The problem: Return all of the data exactly, with nothing left out but the pictures.

Data for processing:
_ _ _ _
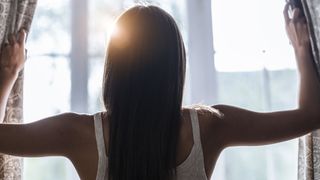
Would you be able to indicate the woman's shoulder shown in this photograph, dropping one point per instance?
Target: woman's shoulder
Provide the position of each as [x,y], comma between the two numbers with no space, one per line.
[210,123]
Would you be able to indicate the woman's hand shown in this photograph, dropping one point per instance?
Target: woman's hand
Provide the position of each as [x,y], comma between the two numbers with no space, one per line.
[12,56]
[297,29]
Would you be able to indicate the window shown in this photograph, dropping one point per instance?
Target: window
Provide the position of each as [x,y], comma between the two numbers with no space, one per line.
[254,68]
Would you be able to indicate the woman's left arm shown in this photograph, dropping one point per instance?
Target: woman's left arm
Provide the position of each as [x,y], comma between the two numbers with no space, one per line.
[12,59]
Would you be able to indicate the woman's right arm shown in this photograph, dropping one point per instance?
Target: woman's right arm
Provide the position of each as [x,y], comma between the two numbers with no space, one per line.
[54,136]
[60,135]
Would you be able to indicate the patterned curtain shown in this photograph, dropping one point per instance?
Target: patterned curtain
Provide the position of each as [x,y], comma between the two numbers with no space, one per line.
[309,146]
[14,15]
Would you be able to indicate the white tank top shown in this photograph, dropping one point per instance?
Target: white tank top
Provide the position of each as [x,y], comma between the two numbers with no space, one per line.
[191,169]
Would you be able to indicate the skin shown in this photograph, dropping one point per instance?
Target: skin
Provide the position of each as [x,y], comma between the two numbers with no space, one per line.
[72,135]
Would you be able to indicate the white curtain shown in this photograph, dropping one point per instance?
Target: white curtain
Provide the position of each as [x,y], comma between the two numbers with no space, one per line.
[309,146]
[14,15]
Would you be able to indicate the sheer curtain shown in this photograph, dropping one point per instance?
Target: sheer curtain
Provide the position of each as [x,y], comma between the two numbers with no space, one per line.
[309,146]
[14,14]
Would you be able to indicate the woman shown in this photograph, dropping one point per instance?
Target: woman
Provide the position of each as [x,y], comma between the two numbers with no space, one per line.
[145,132]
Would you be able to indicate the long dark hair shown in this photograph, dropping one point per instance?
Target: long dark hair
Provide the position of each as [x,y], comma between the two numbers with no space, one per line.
[142,92]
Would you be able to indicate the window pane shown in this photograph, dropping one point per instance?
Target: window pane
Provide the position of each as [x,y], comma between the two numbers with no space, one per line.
[50,30]
[46,93]
[250,35]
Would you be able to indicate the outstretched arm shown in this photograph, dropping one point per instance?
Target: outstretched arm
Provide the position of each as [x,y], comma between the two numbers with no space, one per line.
[243,127]
[61,135]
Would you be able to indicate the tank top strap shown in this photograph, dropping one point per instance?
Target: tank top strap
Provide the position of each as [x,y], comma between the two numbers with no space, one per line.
[195,129]
[102,162]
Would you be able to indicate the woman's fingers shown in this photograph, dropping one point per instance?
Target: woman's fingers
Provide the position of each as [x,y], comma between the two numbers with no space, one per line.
[21,36]
[296,14]
[12,39]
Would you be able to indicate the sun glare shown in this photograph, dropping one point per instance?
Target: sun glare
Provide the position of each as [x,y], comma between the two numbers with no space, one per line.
[114,30]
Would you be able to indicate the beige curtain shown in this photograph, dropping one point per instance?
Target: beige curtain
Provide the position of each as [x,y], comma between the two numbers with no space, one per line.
[14,14]
[309,146]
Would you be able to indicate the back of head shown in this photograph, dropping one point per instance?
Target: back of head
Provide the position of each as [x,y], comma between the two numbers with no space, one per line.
[143,90]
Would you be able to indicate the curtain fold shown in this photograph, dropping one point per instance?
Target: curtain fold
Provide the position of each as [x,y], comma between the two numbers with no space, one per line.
[309,146]
[14,15]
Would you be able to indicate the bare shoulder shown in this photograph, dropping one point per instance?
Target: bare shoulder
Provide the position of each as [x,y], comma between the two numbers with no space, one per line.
[76,129]
[211,126]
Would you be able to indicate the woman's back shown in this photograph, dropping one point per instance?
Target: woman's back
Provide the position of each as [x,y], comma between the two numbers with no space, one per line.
[190,158]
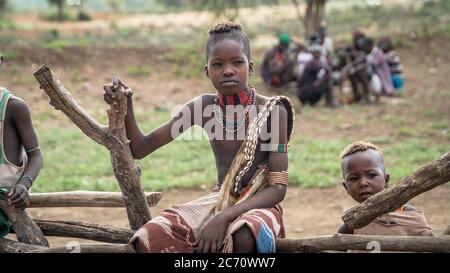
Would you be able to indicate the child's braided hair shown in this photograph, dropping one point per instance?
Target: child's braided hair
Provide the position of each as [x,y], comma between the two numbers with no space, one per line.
[227,30]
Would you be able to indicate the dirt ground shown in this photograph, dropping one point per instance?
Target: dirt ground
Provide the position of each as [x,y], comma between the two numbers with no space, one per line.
[307,212]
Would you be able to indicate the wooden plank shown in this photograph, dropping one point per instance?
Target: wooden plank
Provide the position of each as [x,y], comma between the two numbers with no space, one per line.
_ _ _ _
Solution to this task:
Would you be able to indicate the woman's shoulder shown in this photograph, dropping one point per instance?
Target: woman's shoulder
Provide the position of each as [x,y], comma between the two numbers with no space, one per line.
[210,123]
Would you be able to indicate the woman's hand shown in this photograph, dropping one point per instance?
Target: woman's hand
Provide the position of each as [x,y], comma between the two numbers with no space, one per line.
[12,56]
[297,29]
Would you be able to indicate the window shown in this photograph, dropping one point per instance?
Target: window
Provide the position of each as [x,y], comma between the two numbers with no space, one per line.
[254,68]
Would you be able to indicate the woman's left arm shown in this photograph, dropping one point per instance?
Target: woman's left arm
Provide the position of each as [x,y], comma between the two numbers with no space, one per line.
[12,59]
Would you be able to indicate the woman's right arm shown in this photograph, dropping one point per instance?
Target: woman's right arm
Provide the position of each as [x,y], comma between the two numbers with no space, one per line.
[54,136]
[60,135]
Would you be able to indicate the patterned curtain shown in this photograph, dropping one point per instance?
Target: patterned curtain
Provide the position of each as [x,y], comma between the two numbers with no space, one per line.
[309,146]
[14,15]
Would you be able to indicate the white tank top shown in this photograph, dropping one point per instance?
Target: white tank top
Provide the position of each as [x,y], comma between the two numbers with no space, one per line.
[191,169]
Would you be able to indicate the skin shown in this photograph, dropping one point per instance?
Target: skin
Provide the position of each as [x,y], comma between the two numbers with no space, one per line.
[72,135]
Would you be able to indicate the white curtain shown in this photograph, dropping one point per instance?
Target: white curtain
Provide the position of each as [x,y], comma between the two numbers with no space, one per line.
[309,146]
[14,15]
Would you be able to indicate the sheer curtain shown in this photograph, dropping one point per instance?
Target: sheer curtain
Provide the position of each as [x,y], comma between the two numbers with no space, one per line.
[309,146]
[14,14]
Would you be able to indicate the woman shown in this photograph, dropping one point per instance?
Target: woman
Provide the position of each as [x,y], comma between the two numbers with no space, one per line.
[145,132]
Would you be able to indicate the long dark hair shown in this photograph, dropping one point per instance?
Target: long dark hair
Provide the position of each as [x,y], comma between the two numbers with no space, one per line.
[142,92]
Would you be able to indicate the window pane shown in this photograph, dropping one point per instance?
Target: window pane
Provide the position of each as [x,y], comma between the two numbers with no space, one per line.
[50,30]
[46,93]
[250,35]
Would you be able to indicate the outstretched arm shown in this photograph, dropping one point per instance?
Target: outstretched arm
Provide the position of each as [x,y], comma between the two numbers with no space, one per line.
[243,127]
[61,135]
Would you be able to indicate the tank top strap shown in this photograph, dropping one point per instance?
Target: tank top strap
Provide the position of each as [x,y], comma between the two numbers with no space, one per line.
[195,129]
[102,162]
Would you be able to indicate the woman's fingers shown in this photograph, dropping one point per instance?
Target: woman's fingers
Provide the position of each as [x,y], comma between the two numbers with no space, one per line.
[21,36]
[296,14]
[12,39]
Would you be able to indicate the sun glare shown in this photograph, dropping one point per instance?
Target: sun glare
Provide the position of each as [x,y], comma between the two numbers with no space, one per line.
[114,30]
Would you be able to indicate the beige curtain shown in this photograph, dropping one point per instance?
Target: beige curtain
Provide the position of each as [x,y], comma between the two numbers with no space, one per line.
[14,14]
[309,146]
Would you be able to indicate the back of head shown in this photograph, dropping one point per instance?
Target: back of head
Provide the position of each as [x,y], comma between the two numbers with no space, one per line.
[143,90]
Would you be able to indicate the curtain fold shown in this photograph, dropping one point per instance?
Target: curtain fold
Provide the position of each as [x,y], comma between the two numbers with no space, one per line.
[309,146]
[14,15]
Would you be able to indicate the bare shoulder shown in this photograph, dropping one point per instance?
Target: bare shoulder
Provide the position of each as [x,y], comma between the two numbers with no space, one per line.
[76,129]
[211,126]
Would you be able to indicate the woman's back shown in this photograph, dropping one point per instance?
Target: woman's back
Provide the position of each as [x,y], comma between the two numbers with no space, one per line.
[190,158]
Would you be able to indicate the child's braided hair shown in this photograph, dropping one point per instance?
Target: child's braided hair
Provide the position of each as [x,y], comma between the two numbers with no space, one per line.
[227,30]
Would you be able to indicate the dirt ground shown in this photograph, dropping one point per instance?
Target: dirt ground
Provide the position of each as [x,y], comma between the two numbers with no space, one per line.
[307,212]
Would you be able to indicate the wooden plank shown in this photograph, dropping one point per instance?
Target: wooden plank
Provide the position of each as [x,y], comma between the two numbers with no space, one per line.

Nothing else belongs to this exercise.